## Task to complete:
Write out again, exactly as they stand, the line that includes "of the eyebrow" and all remaining lines of the entries.

## Source material:
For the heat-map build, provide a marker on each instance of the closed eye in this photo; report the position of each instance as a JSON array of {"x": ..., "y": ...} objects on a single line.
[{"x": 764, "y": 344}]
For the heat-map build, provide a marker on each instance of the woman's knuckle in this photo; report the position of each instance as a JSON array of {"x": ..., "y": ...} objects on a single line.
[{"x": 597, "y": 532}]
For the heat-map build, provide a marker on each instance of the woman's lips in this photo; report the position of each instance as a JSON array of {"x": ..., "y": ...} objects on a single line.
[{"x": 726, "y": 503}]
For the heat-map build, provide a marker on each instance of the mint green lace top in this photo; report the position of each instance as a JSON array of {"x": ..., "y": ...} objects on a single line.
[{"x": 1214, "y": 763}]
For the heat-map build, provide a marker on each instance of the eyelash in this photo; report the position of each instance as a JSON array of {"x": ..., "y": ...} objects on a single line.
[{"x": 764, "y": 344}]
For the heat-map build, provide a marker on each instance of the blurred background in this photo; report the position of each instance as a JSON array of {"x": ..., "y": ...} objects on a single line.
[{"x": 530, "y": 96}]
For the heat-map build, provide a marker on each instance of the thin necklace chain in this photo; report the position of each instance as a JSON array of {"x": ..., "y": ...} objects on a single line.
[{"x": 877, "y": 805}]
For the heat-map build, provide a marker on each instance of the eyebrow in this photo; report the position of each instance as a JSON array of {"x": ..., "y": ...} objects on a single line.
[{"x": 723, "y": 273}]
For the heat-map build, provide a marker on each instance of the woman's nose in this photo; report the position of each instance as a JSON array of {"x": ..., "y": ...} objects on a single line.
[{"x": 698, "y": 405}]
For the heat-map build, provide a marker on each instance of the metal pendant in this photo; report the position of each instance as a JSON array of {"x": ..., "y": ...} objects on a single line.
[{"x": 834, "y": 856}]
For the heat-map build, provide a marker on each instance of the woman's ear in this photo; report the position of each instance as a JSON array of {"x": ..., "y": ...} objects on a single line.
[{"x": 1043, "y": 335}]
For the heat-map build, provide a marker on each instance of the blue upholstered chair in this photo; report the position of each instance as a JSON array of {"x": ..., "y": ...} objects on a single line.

## Result of this exercise:
For the heat-map build, provide a marker on each instance of the eyebrow in this photo; report the position of each instance as a JSON array of {"x": ..., "y": ...} objects on a single line.
[{"x": 723, "y": 273}]
For the heat-map build, provide a marker on each instance of the woman's nose in this photo; report the position of each instance as a JSON array of {"x": ..., "y": ...} objects on a single line.
[{"x": 698, "y": 405}]
For the heat-map build, provide a marker on each instance of the metal pendant in this photo; report the position of each instance as a JSON array of {"x": ..., "y": ...} objects on a single line.
[{"x": 834, "y": 856}]
For the heat-map build, provide a marker on each instance of the woman's ear in this photo; report the position of each instance as a JSON array of {"x": ..., "y": ...} objects on a single line.
[{"x": 1043, "y": 335}]
For the heat-map build, provide a marker on each instance of the blue upholstered chair in this photo; report the position of each instance as a JSON array of {"x": ..., "y": ...} objects on a single line.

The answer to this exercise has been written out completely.